- [Saved entries]:
╔══
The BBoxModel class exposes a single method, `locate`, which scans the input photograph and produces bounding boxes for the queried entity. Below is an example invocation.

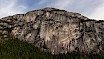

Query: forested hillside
[0,38,104,59]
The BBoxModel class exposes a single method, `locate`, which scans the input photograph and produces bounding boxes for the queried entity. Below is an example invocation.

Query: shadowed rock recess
[0,8,104,54]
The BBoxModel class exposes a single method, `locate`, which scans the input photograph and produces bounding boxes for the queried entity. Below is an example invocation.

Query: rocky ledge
[0,8,104,54]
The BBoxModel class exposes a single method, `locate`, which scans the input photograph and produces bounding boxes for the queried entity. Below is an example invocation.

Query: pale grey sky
[0,0,104,20]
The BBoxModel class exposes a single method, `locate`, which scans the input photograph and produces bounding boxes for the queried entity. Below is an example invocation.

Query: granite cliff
[0,8,104,54]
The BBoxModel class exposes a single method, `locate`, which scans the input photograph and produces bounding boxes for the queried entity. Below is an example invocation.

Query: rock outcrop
[0,8,104,54]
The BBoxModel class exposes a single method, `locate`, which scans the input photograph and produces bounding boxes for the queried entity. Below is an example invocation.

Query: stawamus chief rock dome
[0,8,104,54]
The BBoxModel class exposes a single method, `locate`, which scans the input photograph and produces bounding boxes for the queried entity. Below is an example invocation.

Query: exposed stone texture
[0,8,104,54]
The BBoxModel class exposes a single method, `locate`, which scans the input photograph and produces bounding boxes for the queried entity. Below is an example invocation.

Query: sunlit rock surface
[0,8,104,54]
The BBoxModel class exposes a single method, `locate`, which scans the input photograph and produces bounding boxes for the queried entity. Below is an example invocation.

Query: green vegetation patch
[0,39,104,59]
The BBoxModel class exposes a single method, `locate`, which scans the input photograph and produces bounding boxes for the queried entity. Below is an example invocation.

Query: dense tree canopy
[0,38,104,59]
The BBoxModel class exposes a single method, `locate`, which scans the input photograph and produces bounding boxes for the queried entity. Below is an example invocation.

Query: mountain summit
[0,8,104,54]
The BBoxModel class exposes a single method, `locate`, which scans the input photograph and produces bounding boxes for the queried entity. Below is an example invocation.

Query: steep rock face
[0,8,104,54]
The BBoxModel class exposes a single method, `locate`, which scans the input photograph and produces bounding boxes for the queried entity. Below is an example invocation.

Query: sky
[0,0,104,20]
╚══
- [WHAT THE TASK ASKS]:
Could the entries above be returned verbatim, with no pictures included?

- [COMPLETED TASK]:
The BBoxModel class exposes a single method, `locate`, which scans the input photograph and produces bounding boxes for the queried entity. Below is an example invocation.


Query: forested hillside
[0,38,104,59]
The BBoxModel class exposes a single method, `locate`, which scans the input photograph and produces bounding boxes for the queried entity. Below is an example invocation.

Query: shadowed rock recess
[0,8,104,54]
The BBoxModel class exposes a single method, `locate`, which scans the input photograph and produces bounding boxes for the queried entity. Below is an example invocation.

Query: rocky ledge
[0,8,104,54]
The BBoxModel class exposes a single method, `locate`, which scans the input photograph and produces bounding boxes for the queried entity. Below is an example invocation.

Query: pale grey sky
[0,0,104,20]
The BBoxModel class exposes a single method, `locate`, which scans the input photograph and produces bounding boxes for the queried entity. Below is an example invocation.

Query: granite cliff
[0,8,104,54]
The BBoxModel class exposes a single method, `locate`, which scans the input photograph and produces bounding boxes for the queried entity. Below is an example invocation.

Query: rock outcrop
[0,8,104,54]
The BBoxModel class exposes a single method, `locate`, which scans the input photograph and produces bounding boxes for the queried entity. Below is an example invocation.

Query: stawamus chief rock dome
[0,8,104,54]
The BBoxModel class exposes a single method, `locate`, which scans the input photograph and produces bounding boxes for the queried entity. Below is an example invocation.

Query: exposed stone texture
[0,8,104,54]
The BBoxModel class exposes a single method, `locate`, which scans the input photograph and produces bounding boxes for the queried entity. Below is an example invocation.

Query: sunlit rock surface
[0,8,104,54]
The BBoxModel class exposes a single method, `locate`, which scans the input photograph and produces bounding boxes for the queried entity. Below is an example invocation.

Query: green vegetation patch
[0,39,104,59]
The BBoxModel class exposes a single method, `locate`, which scans the input photograph and produces bounding boxes for the queried entity. Below is an example invocation.

Query: dense tree canopy
[0,38,104,59]
The BBoxModel class exposes a single method, `locate`, which scans the input photograph and produces bounding boxes for the queried entity. Below is an example invocation.

Query: mountain summit
[0,8,104,54]
The BBoxModel class exposes a single method, `locate`, which scans the input photograph and produces bounding boxes for the queried entity. Below is an example invocation.

Query: steep rock face
[0,8,104,54]
The BBoxModel class exposes a single method, `locate`, which scans the input photograph and produces bounding boxes for the queried entity. Below is an example invocation.

Query: sky
[0,0,104,20]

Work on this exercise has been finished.